Arrange the listing below, from the line containing "target: tree foliage" down to the line containing "391 68 L 406", as a two-column CSV with the columns "prompt" and "mask". Give one row for each item, with its text and its answer each in a single quoted field and line breaks replaced by spaces.

**Data in this exercise:**
· · · · · · ·

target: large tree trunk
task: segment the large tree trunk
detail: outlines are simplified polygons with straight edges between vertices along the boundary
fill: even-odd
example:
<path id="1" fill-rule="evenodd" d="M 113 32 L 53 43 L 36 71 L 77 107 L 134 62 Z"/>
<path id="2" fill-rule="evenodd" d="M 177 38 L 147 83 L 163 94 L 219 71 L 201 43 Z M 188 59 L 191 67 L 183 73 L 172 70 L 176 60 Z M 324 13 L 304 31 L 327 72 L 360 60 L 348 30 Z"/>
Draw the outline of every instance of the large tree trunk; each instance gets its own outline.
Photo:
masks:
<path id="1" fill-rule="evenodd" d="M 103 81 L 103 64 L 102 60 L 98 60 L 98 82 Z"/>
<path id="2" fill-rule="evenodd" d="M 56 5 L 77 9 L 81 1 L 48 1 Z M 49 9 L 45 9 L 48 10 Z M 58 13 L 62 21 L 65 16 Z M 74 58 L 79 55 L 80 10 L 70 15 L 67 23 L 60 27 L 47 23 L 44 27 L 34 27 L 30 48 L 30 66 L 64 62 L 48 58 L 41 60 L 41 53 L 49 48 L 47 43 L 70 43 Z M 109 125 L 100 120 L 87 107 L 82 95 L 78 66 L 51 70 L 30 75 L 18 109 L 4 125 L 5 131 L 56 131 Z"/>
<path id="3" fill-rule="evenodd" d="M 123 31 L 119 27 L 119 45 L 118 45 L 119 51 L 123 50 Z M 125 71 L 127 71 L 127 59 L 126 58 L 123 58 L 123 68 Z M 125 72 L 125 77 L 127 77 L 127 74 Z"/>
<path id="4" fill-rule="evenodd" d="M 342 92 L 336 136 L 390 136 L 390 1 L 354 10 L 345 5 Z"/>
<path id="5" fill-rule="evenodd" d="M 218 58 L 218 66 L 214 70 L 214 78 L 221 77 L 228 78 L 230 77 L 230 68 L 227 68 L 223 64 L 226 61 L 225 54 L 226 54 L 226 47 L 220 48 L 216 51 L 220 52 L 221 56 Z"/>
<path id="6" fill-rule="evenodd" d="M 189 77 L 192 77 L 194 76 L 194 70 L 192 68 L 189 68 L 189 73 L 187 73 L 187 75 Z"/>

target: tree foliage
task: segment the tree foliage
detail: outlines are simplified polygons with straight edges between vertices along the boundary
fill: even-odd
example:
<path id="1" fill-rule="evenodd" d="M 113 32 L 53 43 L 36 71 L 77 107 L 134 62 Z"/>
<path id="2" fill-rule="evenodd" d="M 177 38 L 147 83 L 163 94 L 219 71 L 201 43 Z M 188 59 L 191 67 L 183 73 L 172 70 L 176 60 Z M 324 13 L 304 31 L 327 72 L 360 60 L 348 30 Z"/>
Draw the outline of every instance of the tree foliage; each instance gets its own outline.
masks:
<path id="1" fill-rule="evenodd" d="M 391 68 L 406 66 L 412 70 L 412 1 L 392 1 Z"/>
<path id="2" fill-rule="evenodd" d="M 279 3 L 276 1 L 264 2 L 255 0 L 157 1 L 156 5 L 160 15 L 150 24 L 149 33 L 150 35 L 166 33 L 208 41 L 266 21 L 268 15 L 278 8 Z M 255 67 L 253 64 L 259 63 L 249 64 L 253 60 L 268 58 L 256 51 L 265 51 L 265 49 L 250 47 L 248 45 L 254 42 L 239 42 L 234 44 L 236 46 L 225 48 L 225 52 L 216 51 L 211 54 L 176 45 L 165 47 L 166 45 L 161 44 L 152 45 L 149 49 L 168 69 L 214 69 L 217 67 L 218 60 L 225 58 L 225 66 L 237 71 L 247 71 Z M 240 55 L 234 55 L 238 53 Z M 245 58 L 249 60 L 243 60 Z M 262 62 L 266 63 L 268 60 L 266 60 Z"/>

· · · · · · ·

**Output for this exercise:**
prompt,mask
"target: tree foliage task: segment the tree foliage detail: outlines are simplified polygons with straight edges between vertices along the boundary fill: even-odd example: <path id=""1"" fill-rule=""evenodd"" d=""M 113 32 L 53 43 L 36 71 L 77 107 L 134 62 Z""/> <path id=""2"" fill-rule=""evenodd"" d=""M 177 38 L 147 83 L 163 94 L 219 71 L 201 43 Z M 188 59 L 191 67 L 183 73 L 172 70 L 176 60 Z M 324 13 L 304 31 L 327 72 L 360 60 L 348 30 Z""/> Draw the outline of every instance of the tree foliage; each instance gets its own outline. masks:","<path id=""1"" fill-rule=""evenodd"" d=""M 391 68 L 406 66 L 412 70 L 412 1 L 392 1 Z""/>"